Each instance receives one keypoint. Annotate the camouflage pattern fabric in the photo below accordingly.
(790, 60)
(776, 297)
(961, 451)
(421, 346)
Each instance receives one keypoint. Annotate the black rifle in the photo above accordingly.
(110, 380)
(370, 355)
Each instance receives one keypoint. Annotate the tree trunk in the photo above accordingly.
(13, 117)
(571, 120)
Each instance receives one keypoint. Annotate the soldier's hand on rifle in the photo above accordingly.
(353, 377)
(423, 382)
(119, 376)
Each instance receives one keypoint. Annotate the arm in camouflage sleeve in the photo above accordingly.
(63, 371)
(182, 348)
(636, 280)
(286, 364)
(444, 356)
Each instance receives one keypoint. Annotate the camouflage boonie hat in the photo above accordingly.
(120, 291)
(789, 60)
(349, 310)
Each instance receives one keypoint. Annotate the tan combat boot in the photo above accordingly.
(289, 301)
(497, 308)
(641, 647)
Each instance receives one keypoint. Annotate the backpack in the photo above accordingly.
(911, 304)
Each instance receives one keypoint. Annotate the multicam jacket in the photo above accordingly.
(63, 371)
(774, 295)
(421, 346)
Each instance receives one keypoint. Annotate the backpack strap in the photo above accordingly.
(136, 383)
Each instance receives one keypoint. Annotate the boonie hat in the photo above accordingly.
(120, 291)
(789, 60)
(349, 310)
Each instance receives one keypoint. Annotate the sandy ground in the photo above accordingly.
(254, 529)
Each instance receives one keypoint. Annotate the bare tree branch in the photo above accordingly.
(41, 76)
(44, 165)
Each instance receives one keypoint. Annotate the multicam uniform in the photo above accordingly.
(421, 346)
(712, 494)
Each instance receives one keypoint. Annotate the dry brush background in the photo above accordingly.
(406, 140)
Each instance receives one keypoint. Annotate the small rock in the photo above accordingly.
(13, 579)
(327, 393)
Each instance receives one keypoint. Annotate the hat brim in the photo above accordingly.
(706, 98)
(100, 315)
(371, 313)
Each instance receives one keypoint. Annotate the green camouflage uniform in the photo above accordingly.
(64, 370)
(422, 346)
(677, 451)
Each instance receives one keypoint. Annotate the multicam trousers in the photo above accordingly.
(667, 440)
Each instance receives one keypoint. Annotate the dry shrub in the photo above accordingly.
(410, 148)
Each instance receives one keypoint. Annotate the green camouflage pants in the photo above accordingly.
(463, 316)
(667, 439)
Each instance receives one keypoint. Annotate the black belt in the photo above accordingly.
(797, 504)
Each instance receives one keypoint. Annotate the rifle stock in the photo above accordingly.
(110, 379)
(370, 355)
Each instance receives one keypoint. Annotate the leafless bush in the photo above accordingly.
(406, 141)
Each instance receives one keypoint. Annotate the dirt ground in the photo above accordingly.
☆ ☆ ☆ ☆ ☆
• [PROBLEM STATEMENT] Each line above needs to be written out again exactly.

• [EXERCISE RESULT]
Each instance receives one keypoint. Annotate the camouflage pattern fabric in the photo below accordingly.
(790, 60)
(776, 297)
(961, 451)
(421, 346)
Each instance receives one keypoint. Annotate the black rifle in the photo above accordingly.
(110, 380)
(370, 355)
Each instance receives one keypoint. Annotate the tree trunk in the photo above accordingly.
(13, 117)
(571, 120)
Each instance receives one keypoint. Annotate the soldier's hand on rifle in the photo above accordingly.
(353, 377)
(423, 382)
(119, 376)
Each instance receives one keypoint. Annotate the arm in camouflage sleeve in the photo above accordingly.
(63, 371)
(182, 348)
(636, 280)
(286, 364)
(444, 356)
Each instance receives one keypoint. Annotate the camouflage boonie hat in the photo above accordingly.
(120, 291)
(789, 60)
(349, 310)
Each instance receives one keypoint. Annotate the tan combat boot in the photo above accordingly.
(289, 301)
(497, 308)
(641, 647)
Each instance receives one keypoint. Annotate the backpack in the photo above accordingly.
(911, 304)
Each instance receives one keypoint. Annotate the multicam jacket in the photo above accordingly.
(63, 371)
(774, 295)
(421, 346)
Each instance receives one keypoint. Annotate the backpack strap in the photo above accordingly.
(136, 383)
Each instance receives one keypoint. Annotate the boonie hat in the photo above accordingly.
(120, 291)
(789, 60)
(349, 310)
Each instance receives one keypoint. Annotate the sandy ground in the photo above accordingly.
(254, 529)
Each instance receives one keypoint. Annotate the bare tree branch in the photo above accordingly.
(41, 76)
(44, 165)
Each instance receives one keypoint. Annotate the multicam uniform in the photo above accordingly.
(421, 346)
(712, 494)
Each instance receives one keypoint. Annotate the dry brush background in the photo above accordingly.
(406, 140)
Each instance receives one keypoint. Annotate the small rock in the photo above accordingly.
(13, 579)
(327, 393)
Each instance receives one keypoint. Annotate the hat brim in the photo above accordingly.
(706, 98)
(100, 315)
(371, 313)
Each instance receives one keypoint. Annotate the green camouflage uniform in the photo above accordingly.
(64, 370)
(422, 346)
(677, 451)
Each instance receives one keypoint. Annotate the multicam trousers in the photo above accordingly.
(667, 440)
Each instance receives one keypoint. Annotate the dry shrub in the photo above accordingly.
(410, 148)
Each instance receives one keypoint. Annotate the green camouflage pants in the photo above accordingly.
(463, 316)
(667, 439)
Each instance receives one keypoint. Annotate the black belt in the photo above accordingly.
(797, 504)
Each instance receives one keypoint. Annotate the rifle stock in the photo above accordingly.
(110, 379)
(370, 355)
Each instance receives one keypoint. Annotate the leafless bush in the photo above accordingly.
(406, 141)
Each instance receives one keypoint. Annotate the dirt ground in the photo above accordingly.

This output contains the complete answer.